[Image-grounded pointing data]
◆ ◆ ◆ ◆ ◆

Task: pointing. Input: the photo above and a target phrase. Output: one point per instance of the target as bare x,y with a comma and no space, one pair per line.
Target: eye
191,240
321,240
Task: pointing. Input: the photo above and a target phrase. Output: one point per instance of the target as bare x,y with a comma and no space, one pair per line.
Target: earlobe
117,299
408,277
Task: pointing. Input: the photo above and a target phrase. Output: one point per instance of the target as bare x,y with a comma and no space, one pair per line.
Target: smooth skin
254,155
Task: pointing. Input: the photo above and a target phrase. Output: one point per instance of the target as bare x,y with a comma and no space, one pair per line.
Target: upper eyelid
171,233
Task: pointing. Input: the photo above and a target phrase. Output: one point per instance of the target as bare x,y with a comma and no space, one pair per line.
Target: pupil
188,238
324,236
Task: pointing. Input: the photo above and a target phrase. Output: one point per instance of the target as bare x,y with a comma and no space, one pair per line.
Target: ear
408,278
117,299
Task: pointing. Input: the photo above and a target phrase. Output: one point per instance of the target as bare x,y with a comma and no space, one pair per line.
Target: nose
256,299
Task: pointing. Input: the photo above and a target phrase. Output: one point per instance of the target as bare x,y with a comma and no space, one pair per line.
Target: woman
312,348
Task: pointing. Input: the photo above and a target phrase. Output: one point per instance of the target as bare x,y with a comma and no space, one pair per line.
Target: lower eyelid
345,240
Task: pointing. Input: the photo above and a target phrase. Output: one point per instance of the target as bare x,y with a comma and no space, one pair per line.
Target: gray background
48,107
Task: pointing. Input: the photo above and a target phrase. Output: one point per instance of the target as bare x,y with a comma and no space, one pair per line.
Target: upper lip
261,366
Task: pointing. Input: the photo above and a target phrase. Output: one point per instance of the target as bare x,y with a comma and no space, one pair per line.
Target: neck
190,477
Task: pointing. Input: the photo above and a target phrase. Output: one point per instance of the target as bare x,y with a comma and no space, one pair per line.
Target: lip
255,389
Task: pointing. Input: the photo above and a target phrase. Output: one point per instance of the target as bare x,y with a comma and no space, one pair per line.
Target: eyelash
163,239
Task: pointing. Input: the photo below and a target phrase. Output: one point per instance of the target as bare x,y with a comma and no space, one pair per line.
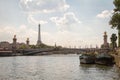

◆ ◆ ◆ ◆ ◆

## Aim of the task
Please output the records above exactly, without the pictures.

## Task response
Task: pointing. Input: the photo above and a target phrase. Output: one point per instance of the target as bare x,y with a comma and no space, one pair per line.
Target: eye
191,240
321,240
Task: pointing. Input: the photo above and a target phrase. Output: one point per instance of the target as bare x,y with a comma and no space, one pair per line.
Target: earlobe
117,299
408,277
Task: pointing. Input: the photo above and a target phrase. Output: one point per instance of the target as bare x,y with a comma and no space, one pair per line.
Target: smooth skin
254,155
Task: pointing. Input: the photo above and a target phrase. Output: one point per instance of the target as bare x,y with a comma and no space, one pair per line.
Target: upper eyelid
171,233
Task: pointing. Input: the photo above and a target phrase. Output: one point per instance of the target as bare x,y with a comma and no space, one pair per line.
Target: pupil
188,238
324,236
Task: pointing. Input: the photo above and a target phrase. Output: one point per instance of the target as bare x,y with a comma and no space, one pair per line.
Target: ear
408,278
117,299
Task: pointing. Input: the photo above and a target phrase. Output: one point per instance of the target as bare x,y with a comma and no space, one pair per line.
Target: nose
256,299
Task: pointing. Input: the photo above and a target phrase. Output: one point per instance of the target as bare x,y with a comma and no space, one pair per line.
Target: woman
312,348
Task: pointing. Input: the photo above and a target phrase. Output: one point per instance of the target as bare x,y with a comma and no space, one pair per line.
Target: lower eyelid
345,240
Task: pointing. Input: the photo above and a target phrase. Output: one point per instance of the target as bare x,y with a comma and no space, one pair per line.
Target: gray background
48,107
Task: pointing. Input: the photo above and a target phrase. Output: one point per instance of the target as bare x,y with a comma and no space, one pair per line.
Target: upper lip
261,366
Task: pointing. Input: the photo above and a target phrase. Output: one point per instance of the target as bare x,y with a comma and no space, one pair per line.
Target: neck
190,477
Task: pointing. Input: the photo above and a target phrase. Output: one point per instance of the target as bare x,y with a comma and no space, one pair per line.
Target: lip
255,389
Task: pointing. Input: the photo above and a target phrase. Output: one point per instance of the target as bare x,y with a comma and no space, one pair per line.
Target: eyelash
163,239
Task: pointing. Input: the photo below and a target phrase. Output: one point per instance of the target as bare x,y with a comma and no space, one pair per line.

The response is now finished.